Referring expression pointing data
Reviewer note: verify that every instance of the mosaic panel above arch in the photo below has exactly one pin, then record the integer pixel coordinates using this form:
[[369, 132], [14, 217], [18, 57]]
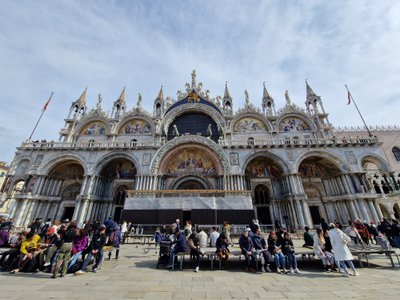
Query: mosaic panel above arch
[[136, 126], [94, 128], [262, 167], [318, 167], [293, 124], [248, 124], [191, 160]]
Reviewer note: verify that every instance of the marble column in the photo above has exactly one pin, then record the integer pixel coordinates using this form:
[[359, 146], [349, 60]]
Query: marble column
[[378, 210], [373, 210], [300, 213], [46, 211]]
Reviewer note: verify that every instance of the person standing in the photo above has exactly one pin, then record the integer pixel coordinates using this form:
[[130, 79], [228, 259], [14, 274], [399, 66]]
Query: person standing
[[342, 253], [246, 245], [214, 235], [262, 249], [64, 250], [194, 246], [95, 249]]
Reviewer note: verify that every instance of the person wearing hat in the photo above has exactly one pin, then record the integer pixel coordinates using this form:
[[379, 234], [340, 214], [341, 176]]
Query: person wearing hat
[[222, 251], [14, 244], [95, 249], [247, 247], [28, 250], [64, 249], [341, 252], [52, 241], [180, 246]]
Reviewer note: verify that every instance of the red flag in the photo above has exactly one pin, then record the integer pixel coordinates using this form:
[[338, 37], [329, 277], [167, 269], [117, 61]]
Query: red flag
[[47, 103], [348, 96]]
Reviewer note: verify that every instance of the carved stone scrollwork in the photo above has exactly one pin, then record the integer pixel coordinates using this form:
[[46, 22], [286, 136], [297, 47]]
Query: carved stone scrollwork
[[189, 139]]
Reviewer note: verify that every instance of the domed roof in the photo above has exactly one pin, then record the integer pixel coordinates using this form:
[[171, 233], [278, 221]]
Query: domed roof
[[193, 98]]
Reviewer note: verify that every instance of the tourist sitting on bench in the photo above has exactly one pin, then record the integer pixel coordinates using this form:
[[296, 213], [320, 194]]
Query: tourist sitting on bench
[[308, 238], [288, 250], [222, 251], [320, 250], [246, 245], [180, 246], [262, 249]]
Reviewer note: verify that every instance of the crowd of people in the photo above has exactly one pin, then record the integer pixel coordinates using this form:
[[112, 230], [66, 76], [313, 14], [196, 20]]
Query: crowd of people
[[59, 247], [329, 243]]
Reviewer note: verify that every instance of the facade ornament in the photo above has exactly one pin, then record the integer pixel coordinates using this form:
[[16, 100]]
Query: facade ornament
[[175, 131], [288, 101], [209, 131], [139, 103], [218, 101], [99, 101], [157, 126], [168, 102], [179, 94], [194, 79], [246, 98]]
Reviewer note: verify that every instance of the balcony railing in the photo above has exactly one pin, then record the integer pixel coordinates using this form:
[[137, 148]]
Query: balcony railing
[[312, 142], [268, 143], [90, 145]]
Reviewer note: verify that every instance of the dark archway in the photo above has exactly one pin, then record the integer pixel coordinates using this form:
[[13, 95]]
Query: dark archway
[[191, 183], [194, 123]]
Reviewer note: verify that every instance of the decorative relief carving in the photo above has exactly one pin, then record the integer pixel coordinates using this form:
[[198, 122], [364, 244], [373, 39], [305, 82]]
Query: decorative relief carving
[[234, 159], [146, 159], [351, 158], [190, 139]]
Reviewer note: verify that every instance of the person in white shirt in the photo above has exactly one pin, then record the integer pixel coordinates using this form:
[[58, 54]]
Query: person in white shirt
[[214, 235], [203, 239]]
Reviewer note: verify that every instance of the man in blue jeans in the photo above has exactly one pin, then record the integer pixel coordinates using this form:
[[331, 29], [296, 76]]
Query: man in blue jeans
[[95, 249], [181, 246]]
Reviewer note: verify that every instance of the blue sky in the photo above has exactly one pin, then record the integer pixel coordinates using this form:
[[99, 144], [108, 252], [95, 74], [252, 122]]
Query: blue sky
[[64, 46]]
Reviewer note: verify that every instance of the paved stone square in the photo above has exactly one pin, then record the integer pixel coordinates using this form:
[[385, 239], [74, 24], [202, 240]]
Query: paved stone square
[[135, 276]]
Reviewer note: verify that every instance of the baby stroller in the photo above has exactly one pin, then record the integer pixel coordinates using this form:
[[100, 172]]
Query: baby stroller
[[165, 252]]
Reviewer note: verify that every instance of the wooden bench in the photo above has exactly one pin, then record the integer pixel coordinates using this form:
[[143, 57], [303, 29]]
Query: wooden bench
[[367, 252]]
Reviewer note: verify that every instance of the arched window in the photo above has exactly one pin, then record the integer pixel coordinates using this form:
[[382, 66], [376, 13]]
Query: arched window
[[120, 196], [261, 194], [250, 141], [396, 153]]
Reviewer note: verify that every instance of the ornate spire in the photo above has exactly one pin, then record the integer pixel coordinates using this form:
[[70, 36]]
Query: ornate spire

Work order:
Gather from the records above every line containing the string "spire".

Task answer:
Reviewer note: verify that every instance of the ornate spire in the photo above has exactly one pin, then record the integer pixel coordinates using this form:
Query: ornate spire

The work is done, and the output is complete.